### Problem description
Copy the lines word for word, from the one containing "Can you find the tree branch?" through the end of the records. Leave the pictures out of your copy.

### Recorded information
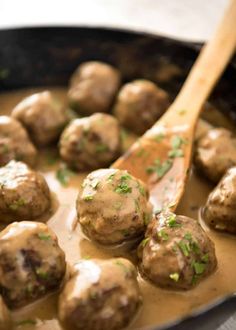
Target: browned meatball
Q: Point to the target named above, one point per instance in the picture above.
(215, 153)
(176, 252)
(101, 295)
(93, 87)
(220, 209)
(43, 117)
(5, 317)
(139, 104)
(24, 193)
(31, 262)
(113, 206)
(90, 143)
(15, 143)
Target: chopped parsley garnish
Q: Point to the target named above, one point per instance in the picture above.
(44, 237)
(123, 187)
(111, 177)
(16, 204)
(205, 258)
(101, 147)
(63, 175)
(174, 276)
(95, 184)
(159, 137)
(117, 205)
(145, 241)
(160, 168)
(199, 267)
(162, 234)
(185, 248)
(188, 236)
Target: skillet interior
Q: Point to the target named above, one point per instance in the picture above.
(56, 52)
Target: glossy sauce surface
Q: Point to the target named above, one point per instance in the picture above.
(159, 305)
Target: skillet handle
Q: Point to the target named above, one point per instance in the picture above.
(221, 315)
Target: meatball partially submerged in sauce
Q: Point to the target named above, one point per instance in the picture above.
(43, 116)
(220, 209)
(215, 153)
(101, 295)
(139, 104)
(15, 143)
(5, 317)
(113, 206)
(31, 262)
(91, 142)
(24, 193)
(176, 252)
(93, 87)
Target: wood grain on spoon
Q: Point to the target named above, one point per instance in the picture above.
(162, 156)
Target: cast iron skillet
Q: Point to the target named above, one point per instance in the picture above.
(47, 56)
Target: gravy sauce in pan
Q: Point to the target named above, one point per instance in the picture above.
(159, 305)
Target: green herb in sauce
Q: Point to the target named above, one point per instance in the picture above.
(160, 168)
(162, 234)
(44, 237)
(174, 276)
(63, 175)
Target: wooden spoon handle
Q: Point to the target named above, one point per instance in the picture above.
(205, 72)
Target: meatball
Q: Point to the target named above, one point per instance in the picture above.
(43, 117)
(101, 295)
(24, 193)
(5, 317)
(139, 104)
(93, 87)
(15, 143)
(215, 153)
(31, 262)
(90, 143)
(220, 209)
(113, 206)
(176, 252)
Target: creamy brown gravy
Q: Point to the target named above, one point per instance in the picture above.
(159, 306)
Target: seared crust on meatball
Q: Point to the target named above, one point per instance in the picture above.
(31, 262)
(113, 207)
(93, 87)
(176, 252)
(5, 317)
(215, 153)
(90, 143)
(220, 209)
(24, 193)
(101, 295)
(15, 143)
(43, 117)
(139, 104)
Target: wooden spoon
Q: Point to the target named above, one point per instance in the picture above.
(162, 156)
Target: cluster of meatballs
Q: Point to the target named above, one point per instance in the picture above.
(112, 206)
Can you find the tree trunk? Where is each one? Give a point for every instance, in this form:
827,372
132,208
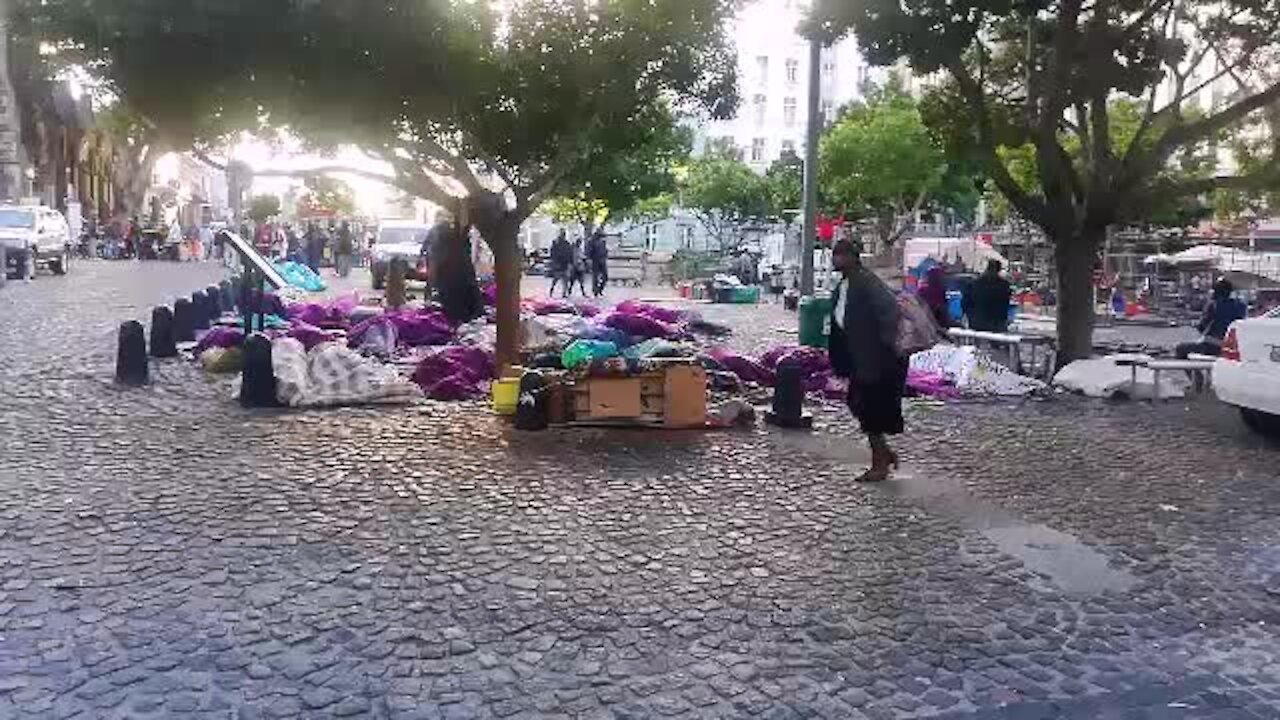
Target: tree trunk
504,244
1075,256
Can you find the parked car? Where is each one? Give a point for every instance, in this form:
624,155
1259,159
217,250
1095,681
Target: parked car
1247,373
36,232
398,240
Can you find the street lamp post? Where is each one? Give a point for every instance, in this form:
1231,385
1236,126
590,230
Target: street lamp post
810,169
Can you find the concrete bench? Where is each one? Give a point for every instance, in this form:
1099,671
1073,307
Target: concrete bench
1013,343
1200,370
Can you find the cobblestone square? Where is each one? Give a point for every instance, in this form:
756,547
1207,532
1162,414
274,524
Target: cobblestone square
165,554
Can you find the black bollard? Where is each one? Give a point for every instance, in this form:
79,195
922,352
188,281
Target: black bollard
257,378
215,302
789,400
163,343
228,296
183,320
200,313
131,355
533,410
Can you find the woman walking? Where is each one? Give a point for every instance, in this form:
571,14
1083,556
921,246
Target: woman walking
863,347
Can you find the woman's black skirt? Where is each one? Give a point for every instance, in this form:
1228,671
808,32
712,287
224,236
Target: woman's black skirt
878,406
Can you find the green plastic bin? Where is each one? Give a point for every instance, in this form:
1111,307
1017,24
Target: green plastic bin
814,315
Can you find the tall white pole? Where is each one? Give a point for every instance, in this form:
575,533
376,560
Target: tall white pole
810,168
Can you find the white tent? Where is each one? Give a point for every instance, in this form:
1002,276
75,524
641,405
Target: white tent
969,250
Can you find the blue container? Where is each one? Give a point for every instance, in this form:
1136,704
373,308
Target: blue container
954,305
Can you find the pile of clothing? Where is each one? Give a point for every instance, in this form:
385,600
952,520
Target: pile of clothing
942,372
341,351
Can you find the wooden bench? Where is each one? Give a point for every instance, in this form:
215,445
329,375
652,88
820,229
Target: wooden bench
1201,370
1013,343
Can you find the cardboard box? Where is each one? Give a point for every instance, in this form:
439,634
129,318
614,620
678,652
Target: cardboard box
613,397
685,397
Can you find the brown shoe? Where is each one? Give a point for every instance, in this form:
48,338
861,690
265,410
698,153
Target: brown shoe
881,463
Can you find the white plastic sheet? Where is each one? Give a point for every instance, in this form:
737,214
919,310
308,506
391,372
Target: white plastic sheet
1101,377
973,372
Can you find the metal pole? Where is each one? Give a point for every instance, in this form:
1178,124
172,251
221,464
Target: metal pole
810,169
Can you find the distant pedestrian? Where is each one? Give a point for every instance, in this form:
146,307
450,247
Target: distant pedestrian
577,269
314,242
986,302
933,292
1219,314
863,347
560,264
343,250
598,259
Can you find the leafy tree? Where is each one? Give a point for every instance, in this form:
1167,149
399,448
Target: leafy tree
723,192
1041,74
329,195
631,177
263,208
880,160
785,183
136,146
485,108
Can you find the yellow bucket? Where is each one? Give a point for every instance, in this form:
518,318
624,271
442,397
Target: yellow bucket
506,396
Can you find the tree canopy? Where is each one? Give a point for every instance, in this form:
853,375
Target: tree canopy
485,106
725,194
328,195
880,160
263,208
632,177
1047,74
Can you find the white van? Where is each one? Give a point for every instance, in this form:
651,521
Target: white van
35,233
402,240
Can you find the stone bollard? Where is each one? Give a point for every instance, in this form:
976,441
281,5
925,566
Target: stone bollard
183,320
200,310
257,378
789,400
163,343
131,355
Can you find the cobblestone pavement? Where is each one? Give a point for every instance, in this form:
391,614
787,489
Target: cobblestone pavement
164,554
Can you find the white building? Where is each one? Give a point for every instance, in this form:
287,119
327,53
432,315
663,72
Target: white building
773,81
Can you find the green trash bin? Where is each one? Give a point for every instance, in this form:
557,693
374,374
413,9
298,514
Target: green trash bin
814,315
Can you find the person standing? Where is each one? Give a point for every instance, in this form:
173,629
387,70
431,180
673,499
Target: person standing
314,242
598,256
863,347
343,250
577,268
1219,314
561,263
933,292
986,302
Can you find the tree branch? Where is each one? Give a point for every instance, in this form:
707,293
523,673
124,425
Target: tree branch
1027,205
1187,133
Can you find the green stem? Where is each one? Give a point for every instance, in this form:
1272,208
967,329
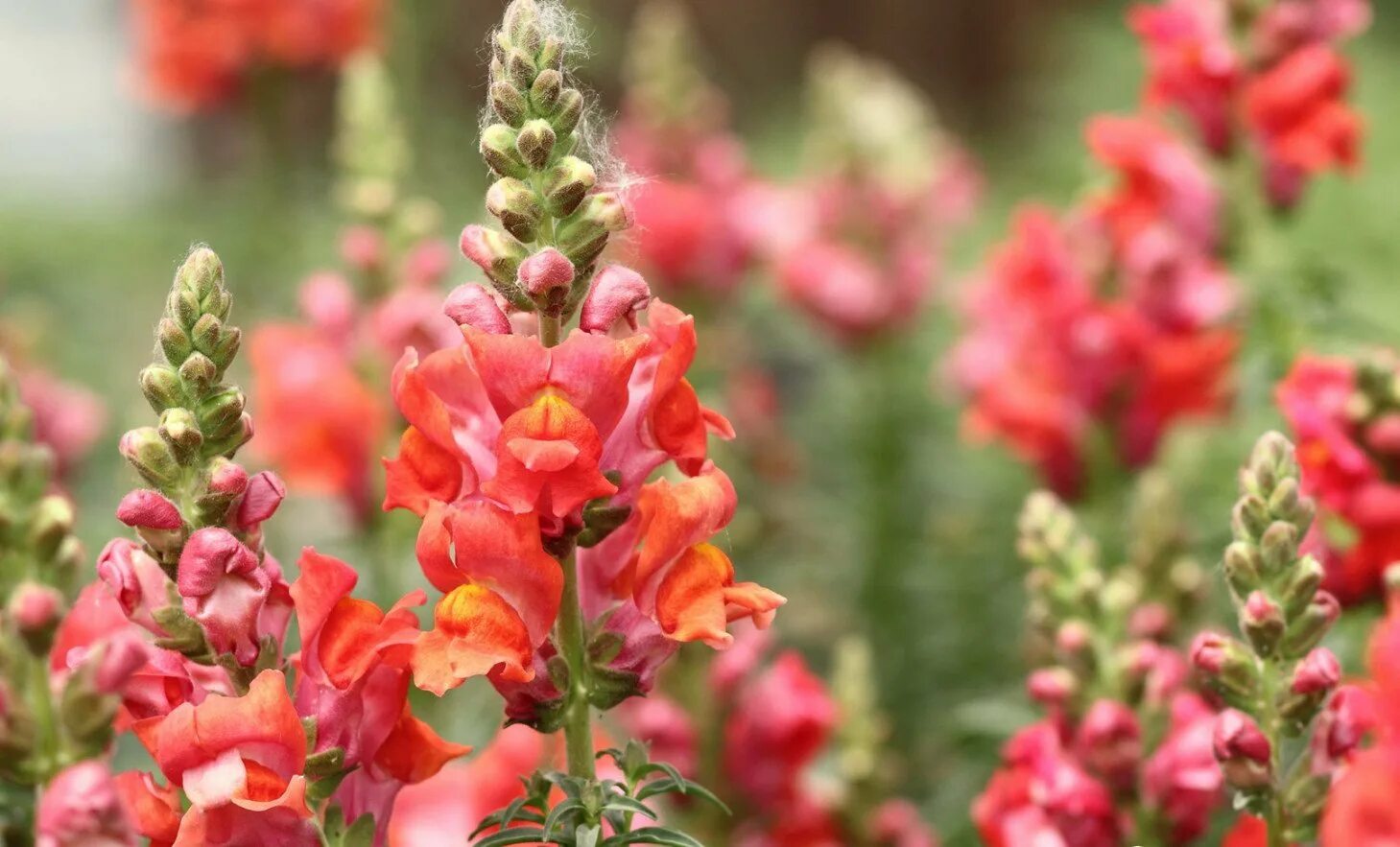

### Exercise result
Can you find the tree branch? Where is each one? Give a point for every instance, in this form:
707,293
523,673
124,425
Target: tree branch
1027,205
1187,133
Can you find the green stem? Where is each one? Give a point for every instance, in this form:
1272,208
967,329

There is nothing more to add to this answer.